(Coordinate annotation entries)
<<<<

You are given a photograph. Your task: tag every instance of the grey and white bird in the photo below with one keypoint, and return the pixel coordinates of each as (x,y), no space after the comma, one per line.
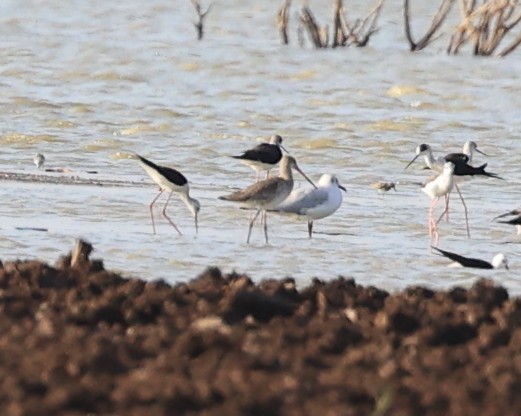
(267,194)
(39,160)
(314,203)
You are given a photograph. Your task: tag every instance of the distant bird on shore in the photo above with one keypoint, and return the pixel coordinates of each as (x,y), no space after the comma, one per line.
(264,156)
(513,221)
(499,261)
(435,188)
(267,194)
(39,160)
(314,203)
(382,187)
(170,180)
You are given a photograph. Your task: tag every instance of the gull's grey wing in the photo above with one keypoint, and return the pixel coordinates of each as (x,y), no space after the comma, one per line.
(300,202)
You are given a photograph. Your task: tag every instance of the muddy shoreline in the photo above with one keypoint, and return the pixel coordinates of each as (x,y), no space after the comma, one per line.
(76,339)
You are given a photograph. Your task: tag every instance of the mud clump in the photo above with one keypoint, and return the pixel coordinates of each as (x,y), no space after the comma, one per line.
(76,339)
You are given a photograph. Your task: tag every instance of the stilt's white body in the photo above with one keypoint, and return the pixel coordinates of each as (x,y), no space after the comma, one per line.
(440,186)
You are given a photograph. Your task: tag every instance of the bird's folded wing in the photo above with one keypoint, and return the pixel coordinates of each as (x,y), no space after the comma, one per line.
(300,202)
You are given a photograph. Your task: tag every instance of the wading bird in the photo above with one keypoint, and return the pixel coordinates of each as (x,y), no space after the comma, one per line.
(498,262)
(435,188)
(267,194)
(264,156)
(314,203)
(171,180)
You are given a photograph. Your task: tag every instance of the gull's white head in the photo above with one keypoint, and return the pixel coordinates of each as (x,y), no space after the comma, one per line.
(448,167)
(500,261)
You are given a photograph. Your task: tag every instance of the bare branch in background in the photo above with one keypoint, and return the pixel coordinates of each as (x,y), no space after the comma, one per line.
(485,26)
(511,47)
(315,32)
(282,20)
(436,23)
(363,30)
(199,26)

>>>>
<<<<

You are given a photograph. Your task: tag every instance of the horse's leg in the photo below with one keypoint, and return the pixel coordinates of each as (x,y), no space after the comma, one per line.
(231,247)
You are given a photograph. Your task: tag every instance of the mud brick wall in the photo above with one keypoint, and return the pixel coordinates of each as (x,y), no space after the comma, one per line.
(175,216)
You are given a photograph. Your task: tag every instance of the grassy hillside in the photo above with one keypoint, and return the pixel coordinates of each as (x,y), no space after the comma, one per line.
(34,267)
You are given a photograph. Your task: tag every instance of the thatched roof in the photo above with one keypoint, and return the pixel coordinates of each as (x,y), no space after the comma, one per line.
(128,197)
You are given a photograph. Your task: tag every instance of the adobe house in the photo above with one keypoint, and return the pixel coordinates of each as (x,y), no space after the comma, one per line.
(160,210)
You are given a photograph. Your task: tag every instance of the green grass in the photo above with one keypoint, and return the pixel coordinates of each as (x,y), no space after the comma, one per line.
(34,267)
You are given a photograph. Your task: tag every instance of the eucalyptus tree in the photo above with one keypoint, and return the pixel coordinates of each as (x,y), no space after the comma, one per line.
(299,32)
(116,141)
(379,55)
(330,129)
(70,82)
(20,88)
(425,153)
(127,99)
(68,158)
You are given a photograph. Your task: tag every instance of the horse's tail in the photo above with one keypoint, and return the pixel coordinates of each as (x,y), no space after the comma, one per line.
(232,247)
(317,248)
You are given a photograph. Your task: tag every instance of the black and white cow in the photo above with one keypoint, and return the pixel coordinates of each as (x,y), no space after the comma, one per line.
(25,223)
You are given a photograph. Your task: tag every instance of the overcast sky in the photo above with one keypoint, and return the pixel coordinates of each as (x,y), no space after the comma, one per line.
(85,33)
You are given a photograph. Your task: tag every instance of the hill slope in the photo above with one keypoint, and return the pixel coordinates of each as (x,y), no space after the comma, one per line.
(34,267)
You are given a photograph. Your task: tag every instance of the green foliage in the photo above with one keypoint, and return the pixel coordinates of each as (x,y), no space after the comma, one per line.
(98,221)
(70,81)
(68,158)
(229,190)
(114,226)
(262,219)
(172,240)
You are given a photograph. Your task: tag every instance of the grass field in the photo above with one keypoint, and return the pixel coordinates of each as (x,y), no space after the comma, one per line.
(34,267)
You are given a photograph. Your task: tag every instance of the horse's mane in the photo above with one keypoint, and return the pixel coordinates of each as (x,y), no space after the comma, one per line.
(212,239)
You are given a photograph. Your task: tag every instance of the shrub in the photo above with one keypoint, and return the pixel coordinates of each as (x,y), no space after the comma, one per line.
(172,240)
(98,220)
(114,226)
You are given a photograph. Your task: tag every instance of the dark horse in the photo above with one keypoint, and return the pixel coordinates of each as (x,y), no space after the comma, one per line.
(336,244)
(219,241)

>>>>

- [Exercise description] Please report each line of the material above that contains the string "horse". Letter case counts when matching.

- [Reply]
You are given a photograph. Your task: tag every instance of the horse's leg in the photo below with one keypoint, and return the pixel coordinates of each as (x,y), no space after the comma, one per line.
You are given a photograph. Your task: tag every instance of the horse's tail in the photo above with one keypoint, and return the pixel coordinates of each as (x,y), no space after the comma, one per line.
You are given a photograph. Your task: tag every instance of the horse's mane in the photo above with one keypoint, and return the pixel coordinates of each as (x,y), no space after the comma, one per line.
You are given a photograph. Your task: tag every instance of the dark horse in the photo above with one keypoint, and return the pixel coordinates of each as (x,y), no space after the comma, one per line.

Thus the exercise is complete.